- **RAW DATA**:
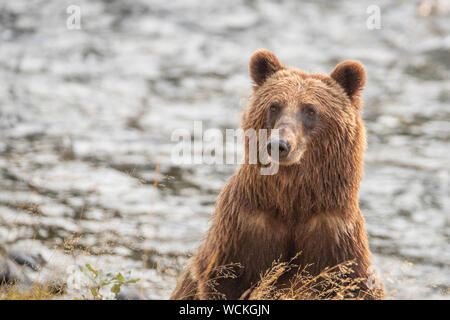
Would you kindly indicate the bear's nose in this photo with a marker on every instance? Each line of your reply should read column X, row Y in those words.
column 283, row 147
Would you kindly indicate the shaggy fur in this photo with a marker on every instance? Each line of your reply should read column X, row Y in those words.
column 310, row 205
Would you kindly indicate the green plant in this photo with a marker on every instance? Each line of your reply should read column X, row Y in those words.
column 99, row 279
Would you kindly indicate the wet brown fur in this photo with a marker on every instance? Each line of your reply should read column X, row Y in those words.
column 310, row 206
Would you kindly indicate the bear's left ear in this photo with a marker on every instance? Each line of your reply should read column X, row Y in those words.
column 263, row 64
column 351, row 76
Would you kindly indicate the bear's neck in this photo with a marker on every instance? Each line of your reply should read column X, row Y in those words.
column 326, row 179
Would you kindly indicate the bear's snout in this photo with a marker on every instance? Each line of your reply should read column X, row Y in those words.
column 281, row 145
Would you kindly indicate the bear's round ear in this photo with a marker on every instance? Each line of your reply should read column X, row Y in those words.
column 351, row 76
column 263, row 64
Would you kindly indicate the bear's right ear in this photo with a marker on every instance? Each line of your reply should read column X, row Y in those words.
column 263, row 64
column 350, row 75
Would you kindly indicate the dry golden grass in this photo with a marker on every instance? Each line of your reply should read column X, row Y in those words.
column 333, row 283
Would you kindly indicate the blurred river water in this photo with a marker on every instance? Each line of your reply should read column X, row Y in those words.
column 87, row 115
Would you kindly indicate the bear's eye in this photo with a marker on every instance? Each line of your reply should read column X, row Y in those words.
column 310, row 110
column 274, row 106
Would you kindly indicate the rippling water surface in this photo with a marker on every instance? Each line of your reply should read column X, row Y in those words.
column 86, row 115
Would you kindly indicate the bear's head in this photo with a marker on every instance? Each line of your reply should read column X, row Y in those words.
column 317, row 115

- **YOUR TASK**:
Can you retype every record above exactly, leaving out the pictures?

- **OUTPUT FOR THIS EXERCISE**:
Would you kindly indicate the bear's nose in this photo with a marker on every instance? Each line of your reply should read column X, row Y in those words.
column 283, row 147
Would you kindly indicate the shaggy fur in this photo with a marker on every instance? Each line of your reply should read column X, row Y in those words.
column 310, row 205
Would you kindly indicate the green plant in this photo with a marker on every instance? Each line of your reply should read column X, row Y in those words.
column 99, row 279
Would you kindly indicate the wet brown fur in this photo with a marker on every instance? Each line of your reply should read column X, row Y in those words.
column 310, row 206
Would you kindly indicate the bear's left ear in this photo with a marker on every instance? Each line of your reply should read column X, row Y in those words.
column 263, row 64
column 351, row 76
Would you kindly indicate the bear's neck in this photo with a marker on every instance? Each line of your reply should read column X, row Y in those words.
column 326, row 179
Would you kindly indicate the bear's snout in this photo with a marker on every instance? Each line of your reply should read column X, row Y in those words.
column 281, row 145
Would you kindly indicate the bear's round ear in this photo with a marker on every instance? Each line of your reply should read column X, row Y in those words.
column 351, row 76
column 263, row 64
Would you kindly indicate the bear's right ear in this photo with a marker on every instance? Each line of your reply should read column X, row Y in those words.
column 263, row 64
column 350, row 75
Would you kindly indicate the dry golden grass in this photo with a marker on every instance? Each line of your reply should read column X, row Y in those words.
column 333, row 283
Would you kindly indicate the blurred river water in this photo with a marker on every instance? Each line of your reply should read column X, row Y in those words.
column 87, row 115
Would you kindly indicate the bear's eye in this photo with a marker on every instance? Each line of your reply should read column X, row Y in those words.
column 310, row 110
column 274, row 106
Would you kindly indicate the rippling water surface in this photo with a marker on every instance? Each line of your reply should read column X, row Y in those words.
column 86, row 115
Would you kindly indicate the bear's head in this photo with a marker on every instance? Each line of your reply should read column X, row Y in those words.
column 317, row 115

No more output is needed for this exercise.